▸ The exercise:
Reproduce the items below word for word, starting from their first line and stopping after the line that contains "Give the mask of every instance of the patterned".

Object outline annotations:
* * *
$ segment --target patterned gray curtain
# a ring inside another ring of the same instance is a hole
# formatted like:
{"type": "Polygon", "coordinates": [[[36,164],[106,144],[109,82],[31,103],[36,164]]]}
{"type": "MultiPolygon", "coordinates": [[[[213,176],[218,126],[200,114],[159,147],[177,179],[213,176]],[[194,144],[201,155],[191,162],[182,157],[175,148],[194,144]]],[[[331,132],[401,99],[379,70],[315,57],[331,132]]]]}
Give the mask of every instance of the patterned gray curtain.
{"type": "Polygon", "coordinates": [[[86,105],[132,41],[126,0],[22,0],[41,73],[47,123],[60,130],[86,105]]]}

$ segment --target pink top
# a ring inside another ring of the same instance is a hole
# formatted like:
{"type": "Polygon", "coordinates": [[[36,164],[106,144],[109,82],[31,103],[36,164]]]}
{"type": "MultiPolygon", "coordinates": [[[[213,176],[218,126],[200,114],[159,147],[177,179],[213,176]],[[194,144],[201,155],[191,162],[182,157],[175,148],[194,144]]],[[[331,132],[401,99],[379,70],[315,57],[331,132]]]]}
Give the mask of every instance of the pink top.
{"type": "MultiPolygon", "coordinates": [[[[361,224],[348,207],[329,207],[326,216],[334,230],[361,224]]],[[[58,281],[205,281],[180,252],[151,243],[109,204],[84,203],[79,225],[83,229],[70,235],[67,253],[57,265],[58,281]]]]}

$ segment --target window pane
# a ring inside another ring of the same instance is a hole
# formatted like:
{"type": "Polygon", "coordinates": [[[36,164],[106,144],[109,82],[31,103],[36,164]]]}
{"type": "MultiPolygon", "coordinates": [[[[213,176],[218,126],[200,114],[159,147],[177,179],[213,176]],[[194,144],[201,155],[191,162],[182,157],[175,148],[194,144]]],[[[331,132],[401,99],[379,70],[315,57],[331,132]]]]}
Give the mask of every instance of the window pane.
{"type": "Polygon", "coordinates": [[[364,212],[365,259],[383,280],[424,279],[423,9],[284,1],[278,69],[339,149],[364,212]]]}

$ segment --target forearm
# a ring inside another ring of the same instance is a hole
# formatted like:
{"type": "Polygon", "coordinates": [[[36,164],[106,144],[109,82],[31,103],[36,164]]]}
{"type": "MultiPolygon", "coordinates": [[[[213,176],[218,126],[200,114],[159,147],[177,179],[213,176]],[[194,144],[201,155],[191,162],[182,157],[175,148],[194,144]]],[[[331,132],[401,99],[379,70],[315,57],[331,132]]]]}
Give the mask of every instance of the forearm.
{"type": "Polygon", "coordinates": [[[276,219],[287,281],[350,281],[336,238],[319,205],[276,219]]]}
* * *
▸ Finished exercise:
$ segment --target patterned gray curtain
# a ring inside another ring of the same instance is a hole
# formatted like:
{"type": "Polygon", "coordinates": [[[36,164],[106,144],[109,82],[31,103],[36,164]]]}
{"type": "MultiPolygon", "coordinates": [[[[213,176],[218,126],[200,114],[159,147],[177,179],[213,176]],[[194,144],[201,155],[191,162],[182,157],[175,148],[194,144]]],[[[331,132],[401,99],[379,70],[315,57],[331,132]]]]}
Give the mask of every instance of the patterned gray curtain.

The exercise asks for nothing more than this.